((

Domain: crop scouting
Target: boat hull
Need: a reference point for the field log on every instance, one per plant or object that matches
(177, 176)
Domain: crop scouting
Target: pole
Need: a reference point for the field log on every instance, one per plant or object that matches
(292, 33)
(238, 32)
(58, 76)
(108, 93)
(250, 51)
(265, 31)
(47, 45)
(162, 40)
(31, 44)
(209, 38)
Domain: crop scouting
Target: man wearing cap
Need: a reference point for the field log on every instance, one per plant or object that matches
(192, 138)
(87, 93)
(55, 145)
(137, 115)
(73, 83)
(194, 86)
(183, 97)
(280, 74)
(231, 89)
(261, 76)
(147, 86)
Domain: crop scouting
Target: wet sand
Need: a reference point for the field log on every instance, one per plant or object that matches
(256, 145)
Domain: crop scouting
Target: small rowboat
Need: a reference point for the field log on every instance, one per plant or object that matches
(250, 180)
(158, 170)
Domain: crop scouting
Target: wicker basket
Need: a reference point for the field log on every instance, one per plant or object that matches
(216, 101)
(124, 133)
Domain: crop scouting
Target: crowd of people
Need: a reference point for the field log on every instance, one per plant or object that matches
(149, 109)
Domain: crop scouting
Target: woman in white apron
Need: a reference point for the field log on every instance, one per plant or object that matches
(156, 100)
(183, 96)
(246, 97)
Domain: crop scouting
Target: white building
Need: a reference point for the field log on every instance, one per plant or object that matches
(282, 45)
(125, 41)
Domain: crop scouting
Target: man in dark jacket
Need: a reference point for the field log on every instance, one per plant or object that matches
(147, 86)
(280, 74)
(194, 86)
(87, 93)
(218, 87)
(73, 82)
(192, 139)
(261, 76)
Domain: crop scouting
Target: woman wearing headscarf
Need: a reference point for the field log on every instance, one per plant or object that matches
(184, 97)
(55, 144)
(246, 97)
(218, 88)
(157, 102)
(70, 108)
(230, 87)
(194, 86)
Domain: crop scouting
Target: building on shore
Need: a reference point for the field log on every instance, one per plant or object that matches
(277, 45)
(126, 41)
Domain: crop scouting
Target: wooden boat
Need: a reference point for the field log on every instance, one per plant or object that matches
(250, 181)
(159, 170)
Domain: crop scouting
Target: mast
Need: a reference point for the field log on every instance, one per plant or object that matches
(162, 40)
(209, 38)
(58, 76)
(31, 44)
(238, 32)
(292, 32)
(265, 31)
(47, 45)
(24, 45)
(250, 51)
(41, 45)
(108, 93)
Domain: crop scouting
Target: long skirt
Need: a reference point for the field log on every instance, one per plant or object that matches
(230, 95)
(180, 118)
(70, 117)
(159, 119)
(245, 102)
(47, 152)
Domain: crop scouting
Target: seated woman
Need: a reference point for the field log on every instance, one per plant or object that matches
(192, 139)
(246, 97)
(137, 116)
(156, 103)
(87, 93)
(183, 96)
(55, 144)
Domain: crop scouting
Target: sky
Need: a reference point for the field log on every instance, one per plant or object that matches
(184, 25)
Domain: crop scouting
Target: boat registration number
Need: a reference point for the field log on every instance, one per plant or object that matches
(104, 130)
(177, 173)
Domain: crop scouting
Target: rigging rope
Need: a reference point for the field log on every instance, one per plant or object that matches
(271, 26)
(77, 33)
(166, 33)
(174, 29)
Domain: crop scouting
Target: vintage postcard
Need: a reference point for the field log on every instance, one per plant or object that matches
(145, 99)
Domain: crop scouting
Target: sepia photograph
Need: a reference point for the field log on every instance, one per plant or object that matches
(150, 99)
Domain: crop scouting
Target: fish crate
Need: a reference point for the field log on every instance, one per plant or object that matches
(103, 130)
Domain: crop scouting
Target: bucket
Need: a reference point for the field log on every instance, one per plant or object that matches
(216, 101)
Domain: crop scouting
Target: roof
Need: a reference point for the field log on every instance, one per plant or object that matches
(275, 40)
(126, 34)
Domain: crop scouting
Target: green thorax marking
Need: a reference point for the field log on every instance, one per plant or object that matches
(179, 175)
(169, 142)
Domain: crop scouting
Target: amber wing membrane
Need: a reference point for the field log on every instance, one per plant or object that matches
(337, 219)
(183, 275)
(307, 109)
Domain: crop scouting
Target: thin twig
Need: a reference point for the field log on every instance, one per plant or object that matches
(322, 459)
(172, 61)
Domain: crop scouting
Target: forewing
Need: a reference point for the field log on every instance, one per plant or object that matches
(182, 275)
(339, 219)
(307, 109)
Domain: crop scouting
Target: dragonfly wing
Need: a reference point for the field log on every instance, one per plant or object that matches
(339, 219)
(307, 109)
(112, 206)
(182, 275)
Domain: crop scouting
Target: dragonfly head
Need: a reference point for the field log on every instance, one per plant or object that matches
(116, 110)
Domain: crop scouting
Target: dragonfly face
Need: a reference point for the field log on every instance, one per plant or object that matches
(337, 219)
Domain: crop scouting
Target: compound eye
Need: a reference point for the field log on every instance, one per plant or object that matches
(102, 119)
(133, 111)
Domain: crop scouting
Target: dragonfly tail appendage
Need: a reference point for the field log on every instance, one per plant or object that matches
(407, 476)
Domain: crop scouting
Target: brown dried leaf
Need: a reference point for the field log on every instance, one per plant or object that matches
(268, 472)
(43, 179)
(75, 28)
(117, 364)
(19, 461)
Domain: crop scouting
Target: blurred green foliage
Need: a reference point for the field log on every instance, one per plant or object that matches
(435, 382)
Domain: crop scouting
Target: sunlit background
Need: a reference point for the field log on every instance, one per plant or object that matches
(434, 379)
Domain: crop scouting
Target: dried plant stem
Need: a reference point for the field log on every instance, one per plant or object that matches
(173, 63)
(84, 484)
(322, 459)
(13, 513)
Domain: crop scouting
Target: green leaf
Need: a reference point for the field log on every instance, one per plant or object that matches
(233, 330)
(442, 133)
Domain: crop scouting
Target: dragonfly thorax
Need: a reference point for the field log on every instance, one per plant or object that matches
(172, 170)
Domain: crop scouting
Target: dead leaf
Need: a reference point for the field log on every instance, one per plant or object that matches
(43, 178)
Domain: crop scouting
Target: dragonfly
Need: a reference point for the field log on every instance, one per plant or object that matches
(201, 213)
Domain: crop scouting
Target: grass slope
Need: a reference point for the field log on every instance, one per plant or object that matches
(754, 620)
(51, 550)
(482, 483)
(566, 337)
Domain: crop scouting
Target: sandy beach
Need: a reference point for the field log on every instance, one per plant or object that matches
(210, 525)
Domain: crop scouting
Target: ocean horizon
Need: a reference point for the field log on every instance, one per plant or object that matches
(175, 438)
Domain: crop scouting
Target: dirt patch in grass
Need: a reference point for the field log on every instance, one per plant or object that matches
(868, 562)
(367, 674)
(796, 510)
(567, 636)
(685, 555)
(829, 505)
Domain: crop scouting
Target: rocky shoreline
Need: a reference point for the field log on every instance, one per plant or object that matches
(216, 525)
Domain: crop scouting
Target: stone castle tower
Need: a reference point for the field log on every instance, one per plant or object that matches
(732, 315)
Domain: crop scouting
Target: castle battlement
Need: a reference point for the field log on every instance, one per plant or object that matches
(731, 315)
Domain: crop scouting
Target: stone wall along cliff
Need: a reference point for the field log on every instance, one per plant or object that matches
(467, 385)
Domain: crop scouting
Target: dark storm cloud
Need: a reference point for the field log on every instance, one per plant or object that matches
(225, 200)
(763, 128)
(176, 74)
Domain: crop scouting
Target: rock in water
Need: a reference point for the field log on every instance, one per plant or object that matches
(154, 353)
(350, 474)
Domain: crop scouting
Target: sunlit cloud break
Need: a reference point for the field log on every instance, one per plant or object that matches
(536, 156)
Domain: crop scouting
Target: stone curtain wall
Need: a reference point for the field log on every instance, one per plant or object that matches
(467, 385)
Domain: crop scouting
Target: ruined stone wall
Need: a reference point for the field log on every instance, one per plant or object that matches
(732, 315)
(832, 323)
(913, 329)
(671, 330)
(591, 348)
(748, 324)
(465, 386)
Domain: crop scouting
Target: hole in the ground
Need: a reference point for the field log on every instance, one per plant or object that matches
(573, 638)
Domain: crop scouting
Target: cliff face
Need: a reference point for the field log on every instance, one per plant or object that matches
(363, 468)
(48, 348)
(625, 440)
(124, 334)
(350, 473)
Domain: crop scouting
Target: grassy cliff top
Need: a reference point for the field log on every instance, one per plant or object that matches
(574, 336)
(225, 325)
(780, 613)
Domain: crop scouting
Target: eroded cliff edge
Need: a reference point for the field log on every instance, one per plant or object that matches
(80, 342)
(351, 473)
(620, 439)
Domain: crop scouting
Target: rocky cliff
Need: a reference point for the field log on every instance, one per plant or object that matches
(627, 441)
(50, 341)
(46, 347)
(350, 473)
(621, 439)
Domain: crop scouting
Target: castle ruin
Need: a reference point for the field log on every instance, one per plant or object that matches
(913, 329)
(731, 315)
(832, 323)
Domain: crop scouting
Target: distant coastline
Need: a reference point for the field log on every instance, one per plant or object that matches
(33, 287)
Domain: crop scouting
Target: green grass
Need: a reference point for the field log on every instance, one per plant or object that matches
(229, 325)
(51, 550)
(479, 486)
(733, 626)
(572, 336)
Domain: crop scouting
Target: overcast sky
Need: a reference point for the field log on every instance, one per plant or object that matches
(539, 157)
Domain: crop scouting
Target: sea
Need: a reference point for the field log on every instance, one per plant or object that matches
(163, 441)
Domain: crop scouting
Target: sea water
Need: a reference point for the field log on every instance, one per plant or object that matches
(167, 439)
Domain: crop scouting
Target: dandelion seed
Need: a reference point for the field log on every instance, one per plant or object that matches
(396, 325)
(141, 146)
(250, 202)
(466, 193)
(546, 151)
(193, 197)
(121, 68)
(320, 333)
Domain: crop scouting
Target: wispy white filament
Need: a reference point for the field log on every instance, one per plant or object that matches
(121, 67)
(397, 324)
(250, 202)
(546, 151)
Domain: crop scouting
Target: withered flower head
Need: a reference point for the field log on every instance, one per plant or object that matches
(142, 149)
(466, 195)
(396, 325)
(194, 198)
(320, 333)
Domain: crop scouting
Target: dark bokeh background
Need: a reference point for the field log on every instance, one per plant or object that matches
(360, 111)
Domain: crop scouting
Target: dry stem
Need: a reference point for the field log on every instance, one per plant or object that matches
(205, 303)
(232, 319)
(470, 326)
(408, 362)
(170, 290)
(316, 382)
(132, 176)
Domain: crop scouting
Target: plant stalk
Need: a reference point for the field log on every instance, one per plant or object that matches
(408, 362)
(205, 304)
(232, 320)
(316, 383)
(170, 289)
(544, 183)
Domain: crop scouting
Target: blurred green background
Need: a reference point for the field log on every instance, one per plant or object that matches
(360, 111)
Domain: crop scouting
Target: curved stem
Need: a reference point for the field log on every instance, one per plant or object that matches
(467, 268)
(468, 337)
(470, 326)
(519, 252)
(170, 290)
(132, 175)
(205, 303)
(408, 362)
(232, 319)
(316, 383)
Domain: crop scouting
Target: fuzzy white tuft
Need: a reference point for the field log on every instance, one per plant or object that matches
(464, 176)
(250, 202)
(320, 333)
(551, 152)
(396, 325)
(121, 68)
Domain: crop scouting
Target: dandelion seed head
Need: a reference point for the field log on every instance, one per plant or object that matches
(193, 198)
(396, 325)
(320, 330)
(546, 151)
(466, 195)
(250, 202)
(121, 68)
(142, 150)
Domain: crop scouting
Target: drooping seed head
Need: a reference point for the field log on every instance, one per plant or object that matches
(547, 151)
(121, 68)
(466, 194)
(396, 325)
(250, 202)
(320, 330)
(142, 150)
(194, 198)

))

Using the records above, copy all lines that include the word "cliff".

*THE ANSWER:*
Target: stone wall along cliff
Target: cliff face
Target: grassy cliff top
Target: eroded cliff edge
Target: rocky cliff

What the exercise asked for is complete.